GIVEN PASSAGE:
>> begin
I think most of us see and hear things pretty much on a daily basis that we think are wrong with the world. I know I do. Here I share some of my thoughts on the things going on in our world and how things should be instead. Or, in my own opinion… The Way the World Ought to Be.
A persistent theme these days among the conservative / Republican / Tea Party end of the political spectrum is that regulation is strangling innovation and thus inhibiting business and entrepreneurs.
On the contrary, regulation has been being dismantled at an unprecedented rate for the last 15 years, and we’re now starting to really see the devastating effects it’s had on the economy. Many banking and finance regulations were wisely put in place following the Great Depression in the 1930’s, to ensure the kind of rigged system that caused the economy to collapse back then could not occur again. Well, today we see the greatest degree of income inequality since that time and it is no coincidence. It is because the safeguards that were in place have systematically been stripped away, allowing once again for a new age of robber barons to exert their enormous financial clout to further their own wealth creation at the expense of everyone else. And this all amidst a background of cries of socialism on the part of the current administration. It is true that there is a great redistribution of wealth going on, but it is NOT from the rich to the poor. In a strange, Orwellian way, the true redistribution of wealth is from the lower and middle classes to the very rich.
>> end
PROBLEMS:
A) In the passage on regulation, when were many banking and finance regulations put in place?
B) In the passage on regulation, can you edit everything from "A persistent theme" down to "business and entrepreneurs.", replacing "strangling" with "stifling"?
C) Could you continue the passage on regulation from where it stops?

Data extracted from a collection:
>> begin
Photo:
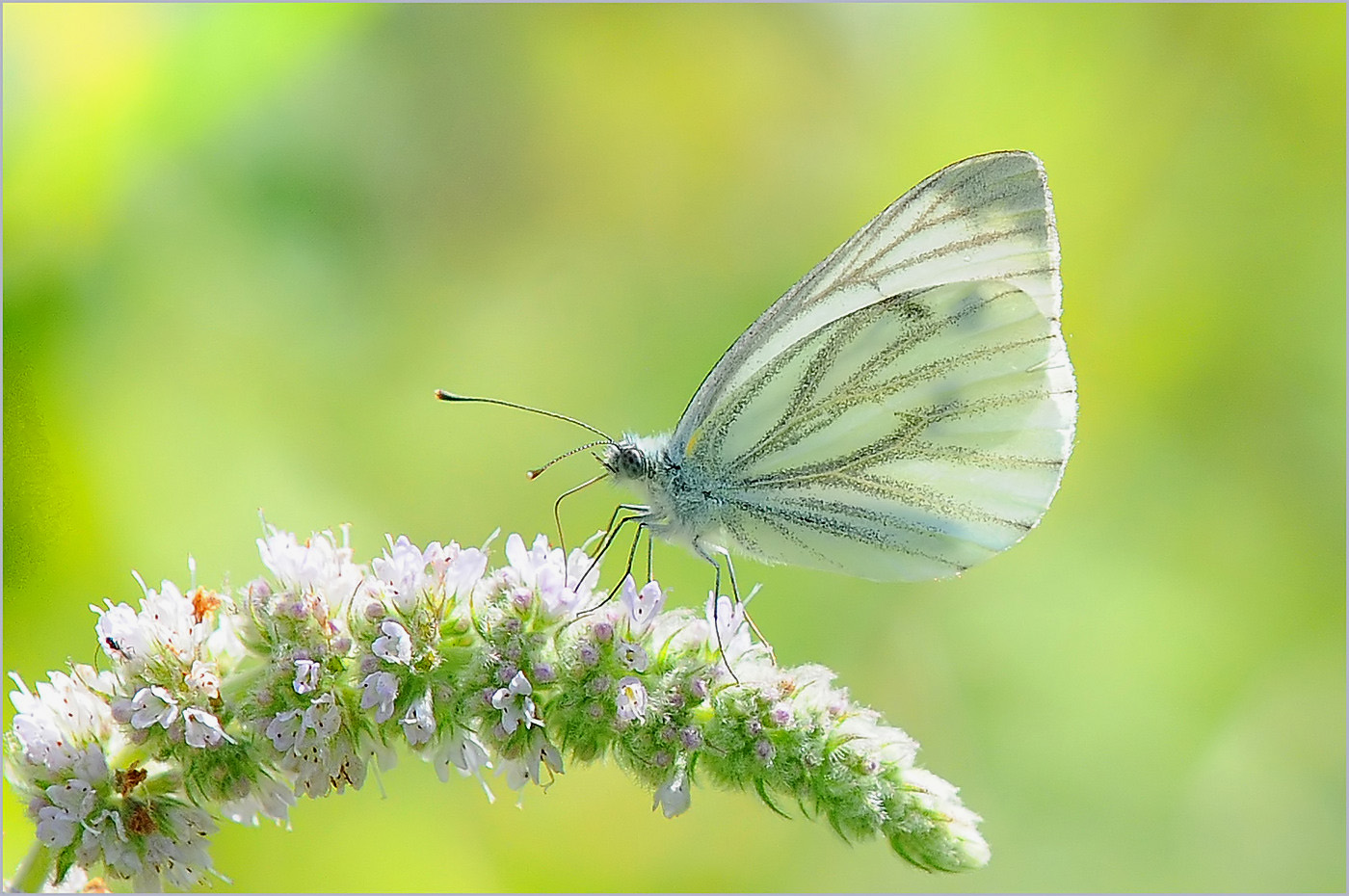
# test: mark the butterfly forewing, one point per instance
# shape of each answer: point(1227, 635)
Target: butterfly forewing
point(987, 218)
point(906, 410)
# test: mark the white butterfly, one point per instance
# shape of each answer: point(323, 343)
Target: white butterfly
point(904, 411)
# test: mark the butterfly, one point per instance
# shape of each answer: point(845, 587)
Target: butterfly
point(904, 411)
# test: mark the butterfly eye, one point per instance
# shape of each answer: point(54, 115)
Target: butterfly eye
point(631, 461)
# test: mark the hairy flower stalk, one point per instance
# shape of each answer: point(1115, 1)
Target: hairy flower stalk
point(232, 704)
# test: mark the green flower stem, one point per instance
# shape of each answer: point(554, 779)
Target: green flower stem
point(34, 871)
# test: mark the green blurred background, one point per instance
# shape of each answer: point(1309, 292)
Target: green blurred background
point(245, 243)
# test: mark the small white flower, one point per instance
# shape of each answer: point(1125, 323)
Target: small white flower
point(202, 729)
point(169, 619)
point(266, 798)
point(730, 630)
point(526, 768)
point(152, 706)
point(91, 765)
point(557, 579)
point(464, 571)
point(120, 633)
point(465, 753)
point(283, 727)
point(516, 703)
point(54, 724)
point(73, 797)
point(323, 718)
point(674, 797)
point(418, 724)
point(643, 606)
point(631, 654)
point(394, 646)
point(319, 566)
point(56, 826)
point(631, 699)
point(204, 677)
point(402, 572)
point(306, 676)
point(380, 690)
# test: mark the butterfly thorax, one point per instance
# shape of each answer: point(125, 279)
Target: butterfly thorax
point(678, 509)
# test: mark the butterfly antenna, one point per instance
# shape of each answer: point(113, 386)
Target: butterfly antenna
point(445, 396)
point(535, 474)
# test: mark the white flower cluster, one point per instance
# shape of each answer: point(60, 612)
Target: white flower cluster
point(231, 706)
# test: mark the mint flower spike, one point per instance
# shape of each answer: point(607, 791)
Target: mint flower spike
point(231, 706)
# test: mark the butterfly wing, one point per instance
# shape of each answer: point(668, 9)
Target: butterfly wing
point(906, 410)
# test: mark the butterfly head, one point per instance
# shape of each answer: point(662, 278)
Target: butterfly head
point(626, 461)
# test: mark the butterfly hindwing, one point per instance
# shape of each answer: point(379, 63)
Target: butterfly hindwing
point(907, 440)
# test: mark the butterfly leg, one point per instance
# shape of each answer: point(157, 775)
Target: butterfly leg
>> end
WRITTEN RESPONSES:
A) They were put in place following the Great Depression in the 1930’s.

B)
A persistent theme these days among the conservative / Republican / Tea Party end of the political spectrum is that regulation is stifling innovation and thus inhibiting business and entrepreneurs.

C)
By now we’ve all seen on the news how the rich are getting richer, middle class incomes have stagnated or shrunk over the last few decades when adjusted for inflation, and how union power is slowly being decimated. Those are all grand-scale trends that are clear, but the root causes are not always so apparent. I’m currently reading a fascinating book (Griftopia) by Matt Taibbi, an editor at Rolling Stone, who has done a great deal of the painful research (because this stuff is really dry sometimes) and sheds light on what is perhaps intentionally esoteric stuff (because the more confusing it is, the less people are likely to put forth the effort to really understand it).
Here’s a great example… Up until just a few years ago, commodities (coffee, corn, oil) were regulated so that only a small percentage of traders were not an actual party to the transaction (that is, either a direct buyer or seller). The small percentage was allowed for good reason… So that brokers could cover the gap when there were no readily available buyers or sellers. Then, Goldman Sachs successfully lobbied congress to remove this restriction and immediately set about hoarding commodities (most notably gasoline) in order to create false scarcity and drive up prices. And of course it was then Goldman Sachs who profited from the increased prices, in the form of the commodities futures contracts it held and the fees and percentages collected from them. And who paid the price? We all did, not only in higher gas prices, but higher prices for everything transported using gasoline, and especially food. It was an engineered transfer of wealth from the middle class to the rich, and they use their wealth to only further perpetuate such schemes.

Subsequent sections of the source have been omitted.